--- Task ---
Please name the network that the text on diagnosing dystrophinopathies uses as its feature extractor.

Multi-objective quantum tunicate swarm optimization with deep learning model for intelligent dystrophinopathies diagnosis

Dystrophinopathies are commonly affecting inherited muscular disease over the globe. Magnetic resonance imaging (MRI) is widely employed as a significant tool to diagnose dystrophinopathies. Though MRI is effective, it is mainly based on personal experiences and can simply result in misdiagnosis. This study designs a multi-objective quantum tunicate swarm optimization with deep learning (MOQTSO-DL) model to diagnose dystrophinopathies using muscle MRI images. The proposed model involves a RoI detection process by an optimized region growing approach where the initial seed points and thresholds are effectively determined by the MOQTSO algorithm. Besides, capsule network (CapsNet) is employed as a feature extractor to derive an optimal set of features. Moreover, MOQTSO with extreme learning machine (ELM) based classifier is used to allocate appropriate class labels for the muscle MRI images. The design of the MOQTSO algorithm for the initial seed point selection of RoI detection and parameter tuning of the ELM model depicts the novelty of the work. Extensive experimental analysis is carried out to showcase the improved performance of the proposed method. The simulation outcomes reported the better classification outcomes of the MOQTSO-DL method over the other compared methods.

--- Data listing ---
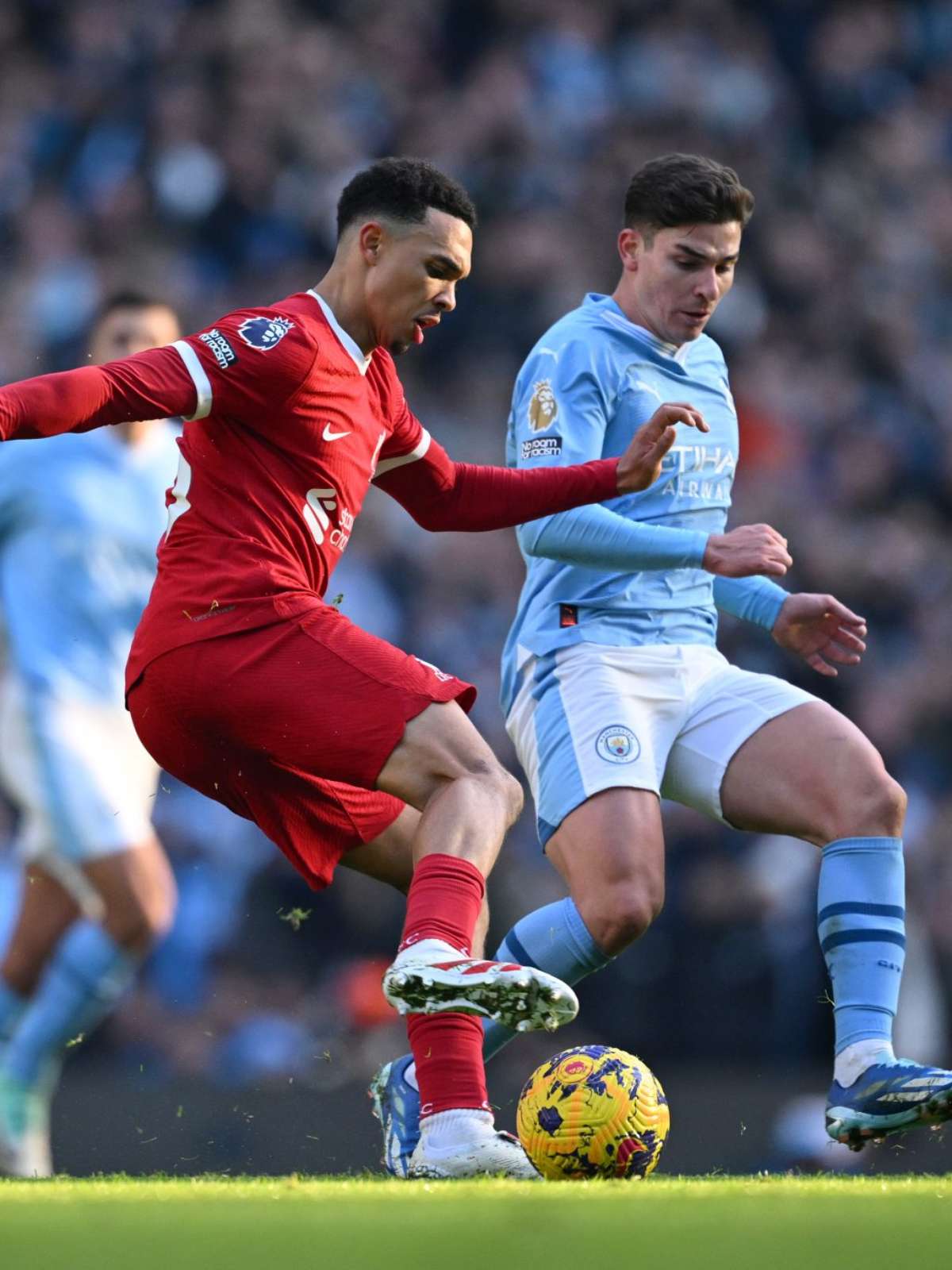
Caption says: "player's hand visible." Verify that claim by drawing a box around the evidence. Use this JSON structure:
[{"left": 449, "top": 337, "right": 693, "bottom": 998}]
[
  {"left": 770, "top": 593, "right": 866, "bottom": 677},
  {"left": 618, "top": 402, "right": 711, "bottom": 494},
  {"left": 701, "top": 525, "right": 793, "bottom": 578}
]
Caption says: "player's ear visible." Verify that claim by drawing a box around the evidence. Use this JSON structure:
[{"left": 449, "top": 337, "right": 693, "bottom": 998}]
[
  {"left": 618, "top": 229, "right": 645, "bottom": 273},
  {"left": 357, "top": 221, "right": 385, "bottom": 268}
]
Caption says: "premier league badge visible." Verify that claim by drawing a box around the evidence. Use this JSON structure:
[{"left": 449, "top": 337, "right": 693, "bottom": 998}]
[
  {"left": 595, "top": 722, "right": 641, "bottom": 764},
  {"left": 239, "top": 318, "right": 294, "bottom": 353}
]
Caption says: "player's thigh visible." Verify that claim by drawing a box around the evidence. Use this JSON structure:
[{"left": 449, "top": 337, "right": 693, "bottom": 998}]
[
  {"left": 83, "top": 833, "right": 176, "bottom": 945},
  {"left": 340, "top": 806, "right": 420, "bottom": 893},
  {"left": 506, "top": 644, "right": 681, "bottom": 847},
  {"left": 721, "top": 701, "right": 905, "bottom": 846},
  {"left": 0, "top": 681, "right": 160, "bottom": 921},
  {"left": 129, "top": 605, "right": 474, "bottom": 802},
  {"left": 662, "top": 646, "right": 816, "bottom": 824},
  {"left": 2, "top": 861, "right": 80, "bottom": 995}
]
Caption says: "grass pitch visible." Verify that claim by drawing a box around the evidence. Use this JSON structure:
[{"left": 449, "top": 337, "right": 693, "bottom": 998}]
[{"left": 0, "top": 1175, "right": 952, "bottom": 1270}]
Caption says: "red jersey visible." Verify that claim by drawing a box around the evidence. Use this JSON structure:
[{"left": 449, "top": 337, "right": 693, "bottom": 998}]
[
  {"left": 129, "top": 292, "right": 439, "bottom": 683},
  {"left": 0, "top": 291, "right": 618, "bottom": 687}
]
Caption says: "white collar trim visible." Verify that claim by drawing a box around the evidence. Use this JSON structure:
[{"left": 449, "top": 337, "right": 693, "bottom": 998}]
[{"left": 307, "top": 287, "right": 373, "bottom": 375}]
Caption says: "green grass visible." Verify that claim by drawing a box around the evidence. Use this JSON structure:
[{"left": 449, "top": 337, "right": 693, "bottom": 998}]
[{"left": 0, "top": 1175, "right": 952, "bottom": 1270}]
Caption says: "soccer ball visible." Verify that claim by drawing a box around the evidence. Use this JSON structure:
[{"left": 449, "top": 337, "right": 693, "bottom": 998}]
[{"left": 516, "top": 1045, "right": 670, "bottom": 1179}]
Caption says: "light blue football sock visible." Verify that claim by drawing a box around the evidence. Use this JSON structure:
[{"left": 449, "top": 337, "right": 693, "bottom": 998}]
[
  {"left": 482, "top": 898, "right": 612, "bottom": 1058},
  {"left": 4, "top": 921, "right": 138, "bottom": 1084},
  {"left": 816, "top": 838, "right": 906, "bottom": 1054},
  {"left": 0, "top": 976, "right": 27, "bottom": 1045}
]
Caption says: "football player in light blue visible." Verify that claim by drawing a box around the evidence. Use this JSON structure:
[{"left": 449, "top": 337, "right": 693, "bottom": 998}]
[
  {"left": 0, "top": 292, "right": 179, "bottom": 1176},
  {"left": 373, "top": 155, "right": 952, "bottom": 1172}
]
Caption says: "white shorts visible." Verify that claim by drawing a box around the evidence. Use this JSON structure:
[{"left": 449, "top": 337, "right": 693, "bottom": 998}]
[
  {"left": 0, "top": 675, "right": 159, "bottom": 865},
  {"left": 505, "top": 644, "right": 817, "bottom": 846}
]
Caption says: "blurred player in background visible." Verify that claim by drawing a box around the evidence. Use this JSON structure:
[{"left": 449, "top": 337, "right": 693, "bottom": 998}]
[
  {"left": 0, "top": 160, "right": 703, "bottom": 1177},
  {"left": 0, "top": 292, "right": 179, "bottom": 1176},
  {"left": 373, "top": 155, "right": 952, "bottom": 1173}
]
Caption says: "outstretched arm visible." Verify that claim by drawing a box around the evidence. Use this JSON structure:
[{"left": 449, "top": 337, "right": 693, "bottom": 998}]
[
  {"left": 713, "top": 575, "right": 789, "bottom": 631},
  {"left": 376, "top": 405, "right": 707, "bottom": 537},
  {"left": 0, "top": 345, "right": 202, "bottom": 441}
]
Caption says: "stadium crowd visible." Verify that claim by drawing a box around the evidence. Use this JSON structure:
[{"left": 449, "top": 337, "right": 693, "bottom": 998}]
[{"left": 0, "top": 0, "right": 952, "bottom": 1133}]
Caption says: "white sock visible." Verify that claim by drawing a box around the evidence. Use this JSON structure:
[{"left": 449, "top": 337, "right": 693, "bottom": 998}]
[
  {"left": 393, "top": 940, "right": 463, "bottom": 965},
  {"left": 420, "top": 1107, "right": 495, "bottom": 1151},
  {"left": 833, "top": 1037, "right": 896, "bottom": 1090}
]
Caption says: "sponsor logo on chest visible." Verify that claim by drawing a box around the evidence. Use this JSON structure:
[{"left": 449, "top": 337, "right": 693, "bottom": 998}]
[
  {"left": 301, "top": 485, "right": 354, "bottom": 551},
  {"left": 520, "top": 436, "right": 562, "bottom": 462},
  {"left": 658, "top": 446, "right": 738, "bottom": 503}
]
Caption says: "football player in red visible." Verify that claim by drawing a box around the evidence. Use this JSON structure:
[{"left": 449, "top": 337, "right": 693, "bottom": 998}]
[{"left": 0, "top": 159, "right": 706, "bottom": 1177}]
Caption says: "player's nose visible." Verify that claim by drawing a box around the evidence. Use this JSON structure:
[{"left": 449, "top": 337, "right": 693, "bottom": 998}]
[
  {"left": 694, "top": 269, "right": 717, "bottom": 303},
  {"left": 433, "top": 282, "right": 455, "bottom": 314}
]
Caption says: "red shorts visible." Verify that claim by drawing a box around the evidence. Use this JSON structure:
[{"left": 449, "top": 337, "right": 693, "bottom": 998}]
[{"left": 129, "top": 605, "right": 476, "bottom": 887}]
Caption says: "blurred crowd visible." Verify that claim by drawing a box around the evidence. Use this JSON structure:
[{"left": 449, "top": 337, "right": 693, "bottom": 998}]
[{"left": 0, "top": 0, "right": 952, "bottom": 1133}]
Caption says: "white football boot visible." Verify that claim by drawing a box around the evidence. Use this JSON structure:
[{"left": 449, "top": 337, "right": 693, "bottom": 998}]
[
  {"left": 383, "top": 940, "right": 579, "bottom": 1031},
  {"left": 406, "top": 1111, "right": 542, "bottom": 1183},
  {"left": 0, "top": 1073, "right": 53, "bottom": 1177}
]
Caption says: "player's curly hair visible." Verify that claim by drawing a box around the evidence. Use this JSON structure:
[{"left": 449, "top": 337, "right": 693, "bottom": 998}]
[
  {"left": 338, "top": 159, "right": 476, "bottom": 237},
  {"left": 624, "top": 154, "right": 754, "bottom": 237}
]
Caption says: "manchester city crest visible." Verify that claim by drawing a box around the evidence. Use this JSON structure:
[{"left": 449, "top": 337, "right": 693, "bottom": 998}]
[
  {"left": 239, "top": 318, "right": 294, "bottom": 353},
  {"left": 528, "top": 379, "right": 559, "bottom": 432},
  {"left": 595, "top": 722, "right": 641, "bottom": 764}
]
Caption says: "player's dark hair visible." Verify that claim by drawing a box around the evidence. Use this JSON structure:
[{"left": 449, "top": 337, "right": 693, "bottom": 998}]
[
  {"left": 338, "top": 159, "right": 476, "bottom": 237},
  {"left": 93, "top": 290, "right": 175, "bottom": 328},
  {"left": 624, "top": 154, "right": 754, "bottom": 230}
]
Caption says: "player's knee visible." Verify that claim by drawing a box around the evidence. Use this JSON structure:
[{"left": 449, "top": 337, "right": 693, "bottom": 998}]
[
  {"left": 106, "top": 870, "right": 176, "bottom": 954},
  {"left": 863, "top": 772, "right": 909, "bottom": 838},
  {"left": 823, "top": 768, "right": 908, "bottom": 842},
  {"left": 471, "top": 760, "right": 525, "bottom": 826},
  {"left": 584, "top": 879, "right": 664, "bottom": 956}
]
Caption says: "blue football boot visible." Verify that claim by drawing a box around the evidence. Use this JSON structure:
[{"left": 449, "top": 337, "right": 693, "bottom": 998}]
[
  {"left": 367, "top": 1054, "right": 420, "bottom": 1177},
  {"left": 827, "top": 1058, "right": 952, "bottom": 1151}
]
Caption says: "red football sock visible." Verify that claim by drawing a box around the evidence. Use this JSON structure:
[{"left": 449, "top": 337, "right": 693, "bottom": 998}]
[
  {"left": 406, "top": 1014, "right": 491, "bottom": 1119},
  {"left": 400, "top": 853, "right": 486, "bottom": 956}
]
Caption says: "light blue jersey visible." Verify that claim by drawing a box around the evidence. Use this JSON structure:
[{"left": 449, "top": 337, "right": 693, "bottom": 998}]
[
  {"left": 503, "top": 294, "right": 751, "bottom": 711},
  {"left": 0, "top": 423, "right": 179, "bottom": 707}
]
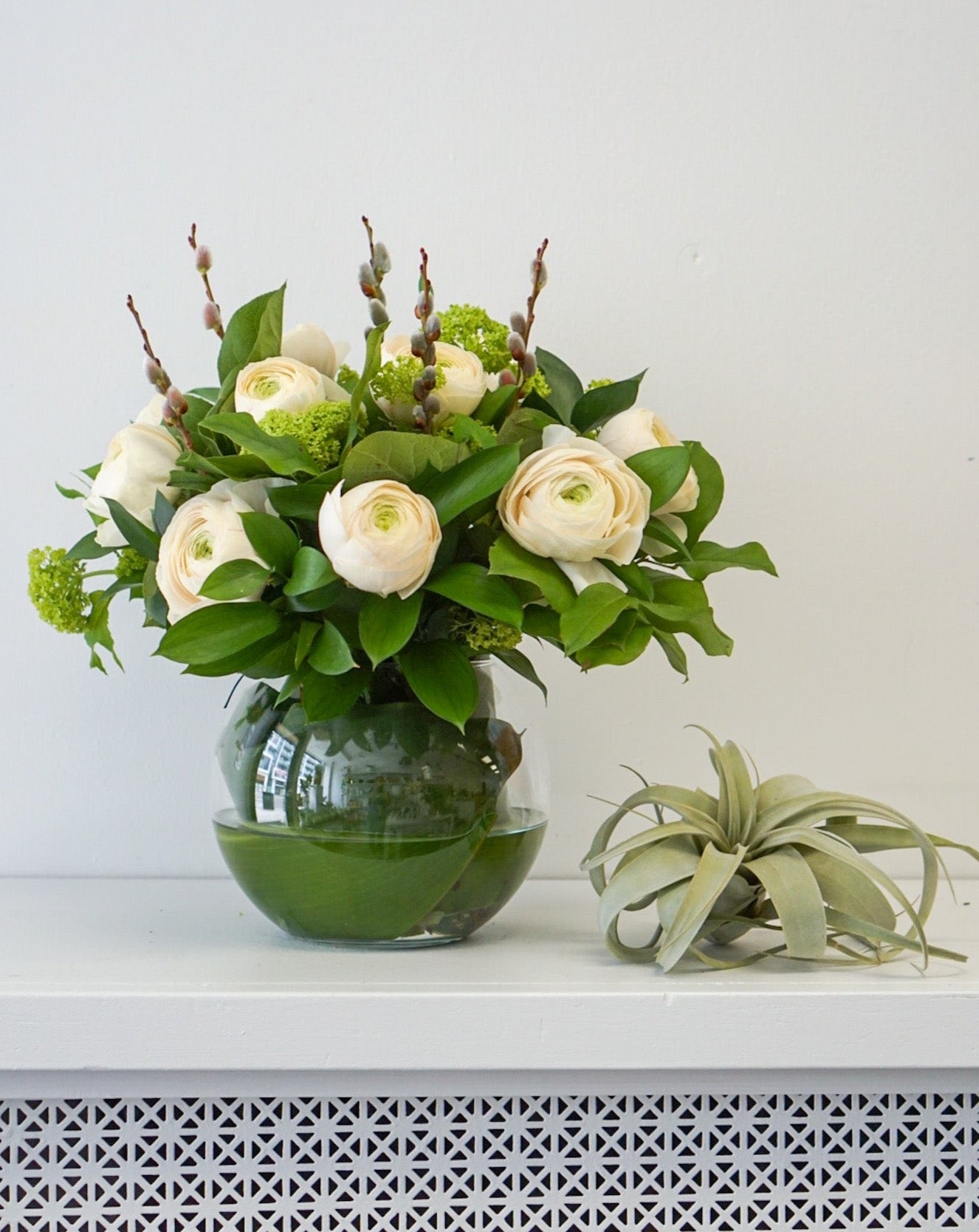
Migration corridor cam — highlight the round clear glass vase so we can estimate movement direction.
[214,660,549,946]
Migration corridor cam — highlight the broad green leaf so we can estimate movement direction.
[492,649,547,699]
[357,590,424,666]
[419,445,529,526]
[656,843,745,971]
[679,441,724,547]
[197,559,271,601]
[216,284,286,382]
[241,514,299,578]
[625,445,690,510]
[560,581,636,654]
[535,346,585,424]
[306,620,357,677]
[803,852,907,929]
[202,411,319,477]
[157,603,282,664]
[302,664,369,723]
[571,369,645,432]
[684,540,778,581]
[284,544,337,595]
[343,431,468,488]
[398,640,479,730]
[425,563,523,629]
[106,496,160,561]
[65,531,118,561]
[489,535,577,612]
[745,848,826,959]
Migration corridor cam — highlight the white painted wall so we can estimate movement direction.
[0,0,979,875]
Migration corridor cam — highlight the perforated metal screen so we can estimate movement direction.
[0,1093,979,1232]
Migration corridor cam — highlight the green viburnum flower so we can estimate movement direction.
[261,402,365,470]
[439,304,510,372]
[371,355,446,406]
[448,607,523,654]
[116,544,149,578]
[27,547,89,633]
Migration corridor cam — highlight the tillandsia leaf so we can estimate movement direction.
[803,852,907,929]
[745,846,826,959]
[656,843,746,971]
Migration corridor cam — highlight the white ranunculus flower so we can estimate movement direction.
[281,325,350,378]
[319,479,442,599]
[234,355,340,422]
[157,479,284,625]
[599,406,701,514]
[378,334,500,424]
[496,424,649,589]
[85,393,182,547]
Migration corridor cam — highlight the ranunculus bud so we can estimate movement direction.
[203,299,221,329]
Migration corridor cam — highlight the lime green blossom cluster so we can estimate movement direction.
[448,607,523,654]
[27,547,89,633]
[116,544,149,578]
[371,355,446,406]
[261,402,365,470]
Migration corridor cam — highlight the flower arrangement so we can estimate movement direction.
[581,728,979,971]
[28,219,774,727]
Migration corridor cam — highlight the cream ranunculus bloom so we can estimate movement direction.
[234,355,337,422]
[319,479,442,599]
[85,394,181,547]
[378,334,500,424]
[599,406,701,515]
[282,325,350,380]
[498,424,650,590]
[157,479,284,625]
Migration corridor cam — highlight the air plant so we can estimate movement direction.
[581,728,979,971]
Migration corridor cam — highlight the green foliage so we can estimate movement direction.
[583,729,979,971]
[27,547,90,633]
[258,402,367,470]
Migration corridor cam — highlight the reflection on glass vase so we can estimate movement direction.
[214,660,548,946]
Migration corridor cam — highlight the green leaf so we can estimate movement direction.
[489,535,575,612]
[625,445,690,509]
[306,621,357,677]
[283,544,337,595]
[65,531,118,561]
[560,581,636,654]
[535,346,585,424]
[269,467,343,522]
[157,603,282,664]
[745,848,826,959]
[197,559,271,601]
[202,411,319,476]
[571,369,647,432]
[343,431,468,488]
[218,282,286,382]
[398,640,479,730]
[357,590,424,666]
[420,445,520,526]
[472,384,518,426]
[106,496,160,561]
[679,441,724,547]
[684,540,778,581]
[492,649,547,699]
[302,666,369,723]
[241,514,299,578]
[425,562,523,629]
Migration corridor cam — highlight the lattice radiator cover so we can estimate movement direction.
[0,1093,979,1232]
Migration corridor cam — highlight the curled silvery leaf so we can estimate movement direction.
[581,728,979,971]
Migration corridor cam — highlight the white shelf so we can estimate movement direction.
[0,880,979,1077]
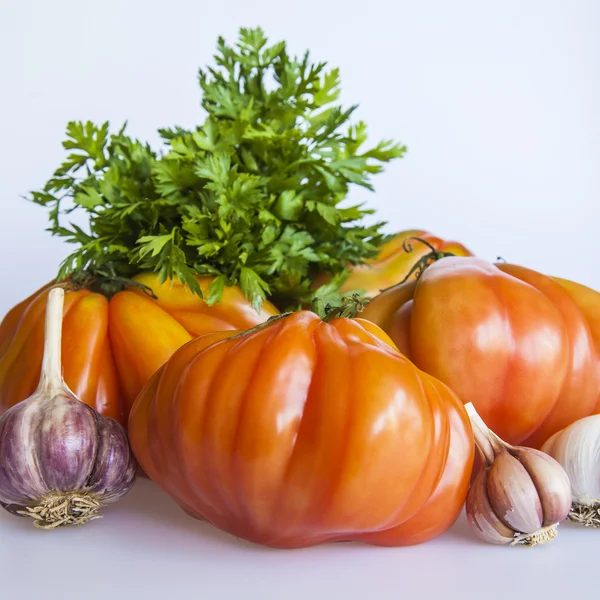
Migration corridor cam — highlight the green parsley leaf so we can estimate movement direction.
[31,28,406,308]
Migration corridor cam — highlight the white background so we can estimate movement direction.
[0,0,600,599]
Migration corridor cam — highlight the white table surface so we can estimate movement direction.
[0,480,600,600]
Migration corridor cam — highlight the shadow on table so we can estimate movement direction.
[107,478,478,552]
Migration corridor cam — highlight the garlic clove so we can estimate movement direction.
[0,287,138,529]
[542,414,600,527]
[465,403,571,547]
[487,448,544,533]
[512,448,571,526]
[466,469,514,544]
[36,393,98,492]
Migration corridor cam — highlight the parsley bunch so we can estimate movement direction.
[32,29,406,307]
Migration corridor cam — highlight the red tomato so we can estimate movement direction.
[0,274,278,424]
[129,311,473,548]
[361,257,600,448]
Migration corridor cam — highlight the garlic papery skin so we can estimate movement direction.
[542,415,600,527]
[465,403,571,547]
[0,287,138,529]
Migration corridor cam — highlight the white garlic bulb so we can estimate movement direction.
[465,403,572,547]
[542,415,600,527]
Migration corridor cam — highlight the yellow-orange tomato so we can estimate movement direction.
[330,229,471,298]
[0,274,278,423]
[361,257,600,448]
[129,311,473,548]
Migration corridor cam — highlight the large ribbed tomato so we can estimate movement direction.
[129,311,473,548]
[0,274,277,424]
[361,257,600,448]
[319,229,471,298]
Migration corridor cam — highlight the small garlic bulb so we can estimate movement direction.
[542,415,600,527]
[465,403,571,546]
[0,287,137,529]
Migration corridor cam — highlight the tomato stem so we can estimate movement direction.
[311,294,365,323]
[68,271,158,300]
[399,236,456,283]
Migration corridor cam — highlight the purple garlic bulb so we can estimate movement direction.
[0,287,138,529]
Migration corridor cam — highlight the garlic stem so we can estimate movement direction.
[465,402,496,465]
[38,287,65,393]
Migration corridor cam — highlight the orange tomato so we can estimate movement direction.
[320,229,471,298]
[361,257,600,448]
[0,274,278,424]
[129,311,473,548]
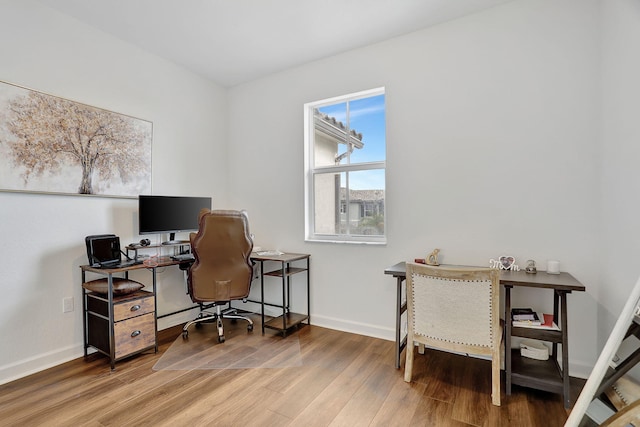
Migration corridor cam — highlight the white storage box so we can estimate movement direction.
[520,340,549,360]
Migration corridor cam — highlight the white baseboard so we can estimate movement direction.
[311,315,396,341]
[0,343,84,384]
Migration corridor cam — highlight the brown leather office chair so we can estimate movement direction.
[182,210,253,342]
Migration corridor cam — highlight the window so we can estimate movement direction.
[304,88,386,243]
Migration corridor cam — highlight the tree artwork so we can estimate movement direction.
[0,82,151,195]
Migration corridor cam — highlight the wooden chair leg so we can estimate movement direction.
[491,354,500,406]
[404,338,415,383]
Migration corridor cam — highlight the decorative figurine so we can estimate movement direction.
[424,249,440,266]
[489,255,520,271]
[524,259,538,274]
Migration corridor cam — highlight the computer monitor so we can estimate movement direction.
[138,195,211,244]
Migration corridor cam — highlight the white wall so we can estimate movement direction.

--- Response to this task ---
A capsule network (CapsNet).